Exercise description: Write out every one of the entries below word for word, in the same order.

***** Supplied data

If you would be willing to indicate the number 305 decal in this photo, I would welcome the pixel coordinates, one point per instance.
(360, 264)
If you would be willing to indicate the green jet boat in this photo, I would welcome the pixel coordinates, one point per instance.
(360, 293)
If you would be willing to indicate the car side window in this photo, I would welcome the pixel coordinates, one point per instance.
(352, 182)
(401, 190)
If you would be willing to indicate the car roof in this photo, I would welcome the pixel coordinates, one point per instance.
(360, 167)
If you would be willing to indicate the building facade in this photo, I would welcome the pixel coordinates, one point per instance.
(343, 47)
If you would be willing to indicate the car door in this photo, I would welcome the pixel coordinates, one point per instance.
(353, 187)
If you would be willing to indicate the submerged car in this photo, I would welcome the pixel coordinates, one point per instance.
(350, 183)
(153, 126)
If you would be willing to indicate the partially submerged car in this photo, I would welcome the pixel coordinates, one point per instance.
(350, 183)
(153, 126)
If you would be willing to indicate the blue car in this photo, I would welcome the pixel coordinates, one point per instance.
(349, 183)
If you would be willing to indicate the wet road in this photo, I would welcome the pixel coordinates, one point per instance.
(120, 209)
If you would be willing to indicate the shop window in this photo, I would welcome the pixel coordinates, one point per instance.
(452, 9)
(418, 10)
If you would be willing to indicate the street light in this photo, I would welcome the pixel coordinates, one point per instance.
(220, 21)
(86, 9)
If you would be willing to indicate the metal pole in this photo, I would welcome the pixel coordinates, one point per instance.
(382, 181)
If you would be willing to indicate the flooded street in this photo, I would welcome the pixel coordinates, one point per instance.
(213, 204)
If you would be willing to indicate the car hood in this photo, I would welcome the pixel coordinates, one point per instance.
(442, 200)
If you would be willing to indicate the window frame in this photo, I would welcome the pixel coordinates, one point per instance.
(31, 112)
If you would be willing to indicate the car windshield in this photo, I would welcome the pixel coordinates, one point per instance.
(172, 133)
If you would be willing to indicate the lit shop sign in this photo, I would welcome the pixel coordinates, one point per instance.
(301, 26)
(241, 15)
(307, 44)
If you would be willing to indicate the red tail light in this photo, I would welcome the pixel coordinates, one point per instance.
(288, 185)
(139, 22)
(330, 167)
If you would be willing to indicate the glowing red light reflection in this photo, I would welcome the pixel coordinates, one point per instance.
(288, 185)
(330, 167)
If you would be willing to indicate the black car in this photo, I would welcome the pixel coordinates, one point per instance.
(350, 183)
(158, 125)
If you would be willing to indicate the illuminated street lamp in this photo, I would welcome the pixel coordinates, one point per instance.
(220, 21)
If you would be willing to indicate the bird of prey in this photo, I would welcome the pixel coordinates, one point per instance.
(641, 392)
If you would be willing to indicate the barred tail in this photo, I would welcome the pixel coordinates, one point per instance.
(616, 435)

**********

Task answer:
If you would be willing to indicate the number 305 decal in this photo, I would welcome the pixel coordinates, one point per instance.
(360, 264)
If you would be willing to indicate the green jet boat in this photo, I would welcome the pixel coordinates, one point per instance.
(360, 293)
If you would be willing to indicate the car side window in this photo, I would welcome the pixel coordinates, one point per instance.
(352, 182)
(401, 190)
If you would be willing to indicate the car roof in this photo, I would welcome the pixel coordinates, one point per instance.
(360, 167)
If you would be willing to indicate the building facade in this photo, I would welcome the pixel coordinates, one point per instance.
(343, 47)
If you would be willing to indicate the car door in this photo, I would welcome the pixel coordinates, one point per instance.
(353, 187)
If you would be willing to indicate the submerged car in this photo, I would welcome the pixel coordinates, one point per instance.
(350, 183)
(153, 126)
If you would be willing to indicate the partially submerged car in this photo, I would welcome the pixel coordinates, one point per instance.
(350, 183)
(153, 126)
If you would be willing to indicate the blue car in this photo, I would welcome the pixel coordinates, one point per instance.
(349, 183)
If you would be willing to indicate the wet road in this photo, I would welcome the pixel coordinates, one point per instance.
(120, 209)
If you would be willing to indicate the shop window in this photo, I would welcome the pixel coordinates, one point per instance.
(452, 9)
(418, 10)
If you would be willing to indicate the street light in this photo, I would welcome the pixel coordinates, one point per instance.
(220, 21)
(86, 9)
If you would be willing to indicate the metal pole in this photo, I would welcome the pixel coordinates, one point per instance.
(382, 181)
If you would be willing to indicate the flooded street in this photo, I would welcome the pixel coordinates, one point per instance.
(213, 204)
If you would be willing to indicate the car hood in this photo, I would welcome the pixel coordinates, one point per instance.
(442, 200)
If you would be willing to indicate the window frame in this photo, I would welcome the pixel coordinates, one point per instance.
(31, 112)
If you would be willing to indicate the car windshield in this photo, I would welcome the pixel coordinates, one point per instance.
(172, 133)
If you would be willing to indicate the lit shop sign in this photo, I would welcome the pixel coordinates, one point per instance.
(301, 26)
(241, 15)
(307, 44)
If you would be willing to indicate the red tail light in this photo, I would welcome the pixel coordinates, one point per instance.
(288, 185)
(139, 22)
(330, 167)
If you would be willing to indicate the glowing red light reflection in this photo, I would welcome the pixel coordinates, one point per instance.
(288, 185)
(330, 167)
If you would be willing to indicate the black car in this photo, I would welcome the pixel coordinates, one point per instance.
(350, 183)
(158, 125)
If you would be willing to indicate the illuminated street lamp in this photo, I would welcome the pixel coordinates, one point per instance.
(220, 21)
If you would be willing to indicate the bird of prey in this photo, I would welcome the pixel coordinates, one point per instance.
(641, 392)
If you would be willing to indicate the barred tail in this photo, I would welcome the pixel coordinates, one point per instance.
(616, 435)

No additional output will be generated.